Performance metrics for high functioning data teams (Miniseries Part 4)

The DORA metrics have been widely accepted as the gold-standard for “what good looks like” in software engineering. These are not perfectly applicable to high-functioning data teams, largely because the commitment of code is not the sole determinant of value for data teams. In this article, we discuss different types of data team, and how these metrics may vary in their applicability accordingly.

9 min readAug 23, 2023


On Orchestra

We believe data tooling should exist in the context of releasing quality data and running quality data operations. We believe framing the capabilities of a data tool within the context of how it can help release data in a more robust way is necessary for the elevation of data teams into the stratosphere of value, occupied only by the greatest individual contributors in software teams. What we’re building will give Data Teams the ability to deploy data in an extremely robust way in a fraction of the time and with a fraction of the cost, leaving data teams time to focus on what really matters: creating business value.

--- To-do list ---
1. Write out the passage of the data team metrics article from "On Orchestra" to "creating business value.".
2. Summarize the data team metrics article in two sentences.
Rely only on the text above when working on this page.

--- Data provided ---
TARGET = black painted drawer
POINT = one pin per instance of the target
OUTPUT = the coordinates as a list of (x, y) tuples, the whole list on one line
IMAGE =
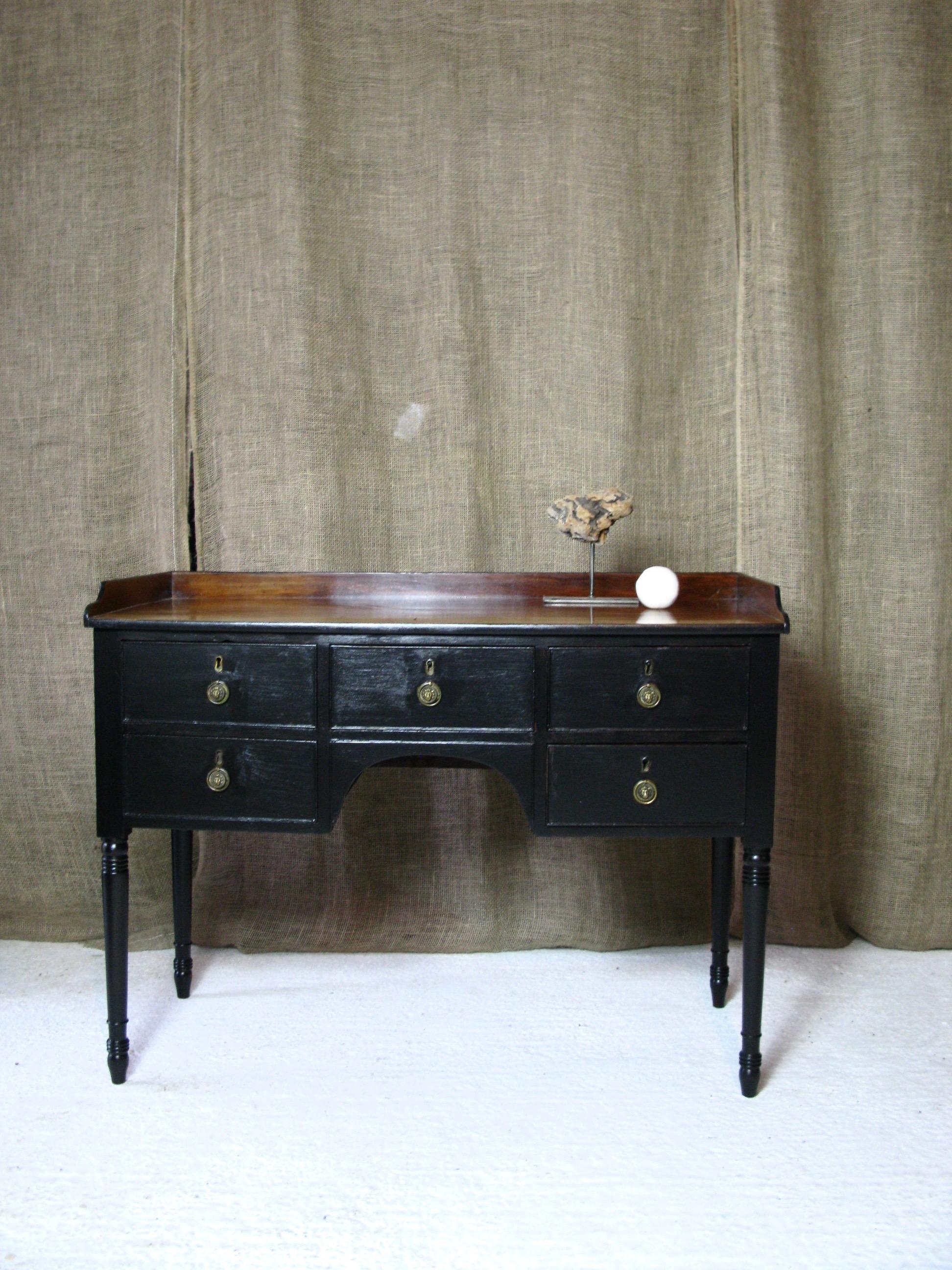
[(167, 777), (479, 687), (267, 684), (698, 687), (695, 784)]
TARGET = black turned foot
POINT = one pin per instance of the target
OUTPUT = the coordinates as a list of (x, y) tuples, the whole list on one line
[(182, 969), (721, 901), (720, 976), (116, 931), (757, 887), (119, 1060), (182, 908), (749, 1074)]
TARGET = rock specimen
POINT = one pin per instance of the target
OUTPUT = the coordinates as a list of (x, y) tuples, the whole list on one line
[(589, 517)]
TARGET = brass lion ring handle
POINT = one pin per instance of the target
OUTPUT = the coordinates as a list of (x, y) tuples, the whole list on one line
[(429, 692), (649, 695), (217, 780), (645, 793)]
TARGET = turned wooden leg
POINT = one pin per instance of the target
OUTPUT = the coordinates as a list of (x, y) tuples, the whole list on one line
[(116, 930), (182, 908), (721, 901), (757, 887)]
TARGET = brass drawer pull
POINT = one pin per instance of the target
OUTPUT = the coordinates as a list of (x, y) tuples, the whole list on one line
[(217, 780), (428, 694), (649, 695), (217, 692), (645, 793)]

* * *

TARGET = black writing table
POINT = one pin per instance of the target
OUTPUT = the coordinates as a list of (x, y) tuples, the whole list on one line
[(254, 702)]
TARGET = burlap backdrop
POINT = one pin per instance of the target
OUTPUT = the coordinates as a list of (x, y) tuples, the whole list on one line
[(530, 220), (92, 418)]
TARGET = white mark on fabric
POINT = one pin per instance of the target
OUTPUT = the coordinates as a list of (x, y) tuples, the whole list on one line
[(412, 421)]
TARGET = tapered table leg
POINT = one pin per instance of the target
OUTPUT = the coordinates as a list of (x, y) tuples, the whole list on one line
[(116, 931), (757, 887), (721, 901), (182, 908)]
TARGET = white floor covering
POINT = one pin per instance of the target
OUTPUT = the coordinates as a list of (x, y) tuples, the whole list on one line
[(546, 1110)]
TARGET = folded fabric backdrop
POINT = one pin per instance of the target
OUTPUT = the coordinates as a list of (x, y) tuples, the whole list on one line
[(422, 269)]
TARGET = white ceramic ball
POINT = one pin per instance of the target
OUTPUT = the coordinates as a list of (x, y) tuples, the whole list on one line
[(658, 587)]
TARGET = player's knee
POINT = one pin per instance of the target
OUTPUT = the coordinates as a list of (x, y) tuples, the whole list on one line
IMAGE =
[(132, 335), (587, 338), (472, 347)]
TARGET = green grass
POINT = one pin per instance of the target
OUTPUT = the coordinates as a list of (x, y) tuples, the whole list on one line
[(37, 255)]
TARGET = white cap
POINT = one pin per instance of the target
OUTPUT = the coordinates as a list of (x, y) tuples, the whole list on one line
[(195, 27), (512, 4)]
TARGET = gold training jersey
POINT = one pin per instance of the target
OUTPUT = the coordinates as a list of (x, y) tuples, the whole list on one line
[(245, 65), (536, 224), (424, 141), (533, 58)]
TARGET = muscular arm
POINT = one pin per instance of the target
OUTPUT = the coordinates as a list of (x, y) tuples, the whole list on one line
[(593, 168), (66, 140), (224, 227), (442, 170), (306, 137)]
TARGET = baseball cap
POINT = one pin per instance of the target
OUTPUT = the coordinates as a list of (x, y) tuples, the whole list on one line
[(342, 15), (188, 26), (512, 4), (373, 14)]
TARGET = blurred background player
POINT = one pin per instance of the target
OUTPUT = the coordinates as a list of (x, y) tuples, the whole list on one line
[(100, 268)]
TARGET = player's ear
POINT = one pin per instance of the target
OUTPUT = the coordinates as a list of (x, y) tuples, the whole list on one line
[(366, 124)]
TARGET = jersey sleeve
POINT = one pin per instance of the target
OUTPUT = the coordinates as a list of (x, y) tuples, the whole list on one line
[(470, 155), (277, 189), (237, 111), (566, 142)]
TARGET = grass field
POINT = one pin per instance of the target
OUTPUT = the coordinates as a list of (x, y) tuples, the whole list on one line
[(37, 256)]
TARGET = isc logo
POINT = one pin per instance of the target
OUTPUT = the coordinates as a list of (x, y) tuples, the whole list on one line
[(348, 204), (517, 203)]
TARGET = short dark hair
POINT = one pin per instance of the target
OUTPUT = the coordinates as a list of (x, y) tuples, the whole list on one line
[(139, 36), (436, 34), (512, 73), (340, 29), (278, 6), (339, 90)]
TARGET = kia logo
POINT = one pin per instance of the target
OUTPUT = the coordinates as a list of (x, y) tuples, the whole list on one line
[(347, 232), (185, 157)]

--- Answers provided ---
1.
On Orchestra

We believe data tooling should exist in the context of releasing quality data and running quality data operations. We believe framing the capabilities of a data tool within the context of how it can help release data in a more robust way is necessary for the elevation of data teams into the stratosphere of value, occupied only by the greatest individual contributors in software teams. What we’re building will give Data Teams the ability to deploy data in an extremely robust way in a fraction of the time and with a fraction of the cost, leaving data teams time to focus on what really matters: creating business value.

2. The DORA metrics are widely accepted as the gold standard for software engineering, but they do not apply perfectly to high-functioning data teams because committing code is not the only determinant of value for those teams, and the article discusses how their applicability varies by type of data team. Orchestra says what it is building will let data teams deploy data robustly in a fraction of the time and cost, leaving them free to focus on creating business value.